[Opening Selected passage section]

Religious Liberty and the Big Business of Catholic Nonprofits

Imagine if your boss rifled through your purse to see if you were taking the pill. Or, in your annual review, your supervisor mentioned that he was disappointed that you used IVF to get pregnant. What if you had to sign a pledge to only use natural family planning in order to get the job?

It may sound extreme, but that is what a Supreme Court case heard this session is going to decide: whether or not your employer has the right to interfere with your personal life when it comes to reproductive health. Zubik v. Burwell is the latest challenge to the no-cost birth control benefit for employees under the Affordable Care Act (ACA). It's a consolidation of seven cases brought by nonprofit religious organizations and dioceses pushing for more exemptions after the disastrous Hobby Lobby v. Burwell decision of June 2014. That suit, lodged by the for-profit craft chain, elevated a fictional corporate "conscience" over the individual workers'.

The Catholic hierarchy was a major behind-the-scenes player during the Hobby Lobby case, and now it's front and center with Zubik, but the messaging is essentially the same: The ACA no-cost birth control benefit violates its religious freedom. But there is something a little more worldly at stake.

Catholic healthcare and nonprofit organizations are multi-million dollar businesses. They have large investments with federal contracts that should bring some expectation of playing by larger society's rules. But in 2011, the United States Conference of Catholic Bishops (USCCB) created the Ad Hoc Committee for Religious Liberty for the express purpose of rewriting policy so they could have their federal dollars and discriminate, too. One of the six concessions the bishops wanted from the government was for any employer to be able to deny contraception coverage to employees by citing "religious freedom." As Anthony Picarello, general counsel for the USCCB, put it, that included everything from a religious organization to a "Taco Bell."

[Closing Selected passage section]
[Opening Data listing section]

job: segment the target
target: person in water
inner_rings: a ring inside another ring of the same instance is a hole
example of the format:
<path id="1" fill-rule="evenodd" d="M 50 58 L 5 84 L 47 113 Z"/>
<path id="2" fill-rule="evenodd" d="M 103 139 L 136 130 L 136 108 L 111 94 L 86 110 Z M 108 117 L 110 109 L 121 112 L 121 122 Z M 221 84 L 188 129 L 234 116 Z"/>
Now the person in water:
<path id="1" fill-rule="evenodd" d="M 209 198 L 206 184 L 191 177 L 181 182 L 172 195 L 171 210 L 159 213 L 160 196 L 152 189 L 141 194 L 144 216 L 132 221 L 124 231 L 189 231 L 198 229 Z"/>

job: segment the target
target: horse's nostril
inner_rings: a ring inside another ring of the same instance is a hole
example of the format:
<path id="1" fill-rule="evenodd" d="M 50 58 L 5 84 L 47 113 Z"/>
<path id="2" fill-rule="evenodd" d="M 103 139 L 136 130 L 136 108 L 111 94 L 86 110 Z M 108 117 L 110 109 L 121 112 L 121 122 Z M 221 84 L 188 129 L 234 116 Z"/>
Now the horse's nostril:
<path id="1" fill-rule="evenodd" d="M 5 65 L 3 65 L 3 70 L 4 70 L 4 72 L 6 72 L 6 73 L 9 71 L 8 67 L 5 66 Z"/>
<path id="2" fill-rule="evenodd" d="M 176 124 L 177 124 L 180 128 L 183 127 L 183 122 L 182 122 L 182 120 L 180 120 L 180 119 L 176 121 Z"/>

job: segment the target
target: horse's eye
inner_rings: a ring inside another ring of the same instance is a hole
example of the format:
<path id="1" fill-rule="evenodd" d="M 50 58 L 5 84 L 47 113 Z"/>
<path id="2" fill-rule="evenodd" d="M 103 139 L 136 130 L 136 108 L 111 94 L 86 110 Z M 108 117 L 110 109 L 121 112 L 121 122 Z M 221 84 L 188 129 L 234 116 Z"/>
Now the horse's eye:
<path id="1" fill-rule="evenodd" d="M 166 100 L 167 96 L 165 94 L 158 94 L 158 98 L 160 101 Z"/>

[Closing Data listing section]
[Opening Data listing section]

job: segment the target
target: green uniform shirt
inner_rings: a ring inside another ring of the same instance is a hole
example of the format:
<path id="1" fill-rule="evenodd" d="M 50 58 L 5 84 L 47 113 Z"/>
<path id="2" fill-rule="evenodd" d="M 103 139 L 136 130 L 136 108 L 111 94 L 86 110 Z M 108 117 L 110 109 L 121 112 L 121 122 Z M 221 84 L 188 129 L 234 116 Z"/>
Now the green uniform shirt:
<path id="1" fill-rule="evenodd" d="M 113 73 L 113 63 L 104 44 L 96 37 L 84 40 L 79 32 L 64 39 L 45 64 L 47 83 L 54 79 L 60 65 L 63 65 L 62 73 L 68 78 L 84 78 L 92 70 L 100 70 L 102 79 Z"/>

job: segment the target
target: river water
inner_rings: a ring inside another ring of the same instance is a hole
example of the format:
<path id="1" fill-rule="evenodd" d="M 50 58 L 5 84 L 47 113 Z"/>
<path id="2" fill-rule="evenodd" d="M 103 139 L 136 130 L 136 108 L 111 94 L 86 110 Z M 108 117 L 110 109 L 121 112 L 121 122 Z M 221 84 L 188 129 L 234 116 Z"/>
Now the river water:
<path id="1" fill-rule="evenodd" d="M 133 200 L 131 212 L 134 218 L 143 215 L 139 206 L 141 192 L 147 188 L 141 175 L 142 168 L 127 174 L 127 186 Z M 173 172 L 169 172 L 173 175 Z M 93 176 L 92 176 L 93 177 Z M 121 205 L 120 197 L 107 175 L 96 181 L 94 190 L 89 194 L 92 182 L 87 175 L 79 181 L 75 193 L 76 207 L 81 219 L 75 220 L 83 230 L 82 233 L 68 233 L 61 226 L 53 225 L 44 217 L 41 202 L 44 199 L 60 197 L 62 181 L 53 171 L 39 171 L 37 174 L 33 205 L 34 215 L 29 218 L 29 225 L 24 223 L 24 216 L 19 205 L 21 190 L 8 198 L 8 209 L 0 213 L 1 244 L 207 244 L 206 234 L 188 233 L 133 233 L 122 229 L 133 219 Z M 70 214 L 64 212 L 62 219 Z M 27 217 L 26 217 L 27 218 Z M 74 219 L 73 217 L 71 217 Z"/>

[Closing Data listing section]

Task to complete:
Reproduce the full text about religious liberty and Catholic nonprofits word for word.

Your solution:
Religious Liberty and the Big Business of Catholic Nonprofits

Imagine if your boss rifled through your purse to see if you were taking the pill. Or, in your annual review, your supervisor mentioned that he was disappointed that you used IVF to get pregnant. What if you had to sign a pledge to only use natural family planning in order to get the job?

It may sound extreme, but that is what a Supreme Court case heard this session is going to decide: whether or not your employer has the right to interfere with your personal life when it comes to reproductive health. Zubik v. Burwell is the latest challenge to the no-cost birth control benefit for employees under the Affordable Care Act (ACA). It's a consolidation of seven cases brought by nonprofit religious organizations and dioceses pushing for more exemptions after the disastrous Hobby Lobby v. Burwell decision of June 2014. That suit, lodged by the for-profit craft chain, elevated a fictional corporate "conscience" over the individual workers'.

The Catholic hierarchy was a major behind-the-scenes player during the Hobby Lobby case, and now it's front and center with Zubik, but the messaging is essentially the same: The ACA no-cost birth control benefit violates its religious freedom. But there is something a little more worldly at stake.

Catholic healthcare and nonprofit organizations are multi-million dollar businesses. They have large investments with federal contracts that should bring some expectation of playing by larger society's rules. But in 2011, the United States Conference of Catholic Bishops (USCCB) created the Ad Hoc Committee for Religious Liberty for the express purpose of rewriting policy so they could have their federal dollars and discriminate, too. One of the six concessions the bishops wanted from the government was for any employer to be able to deny contraception coverage to employees by citing "religious freedom." As Anthony Picarello, general counsel for the USCCB, put it, that included everything from a religious organization to a "Taco Bell."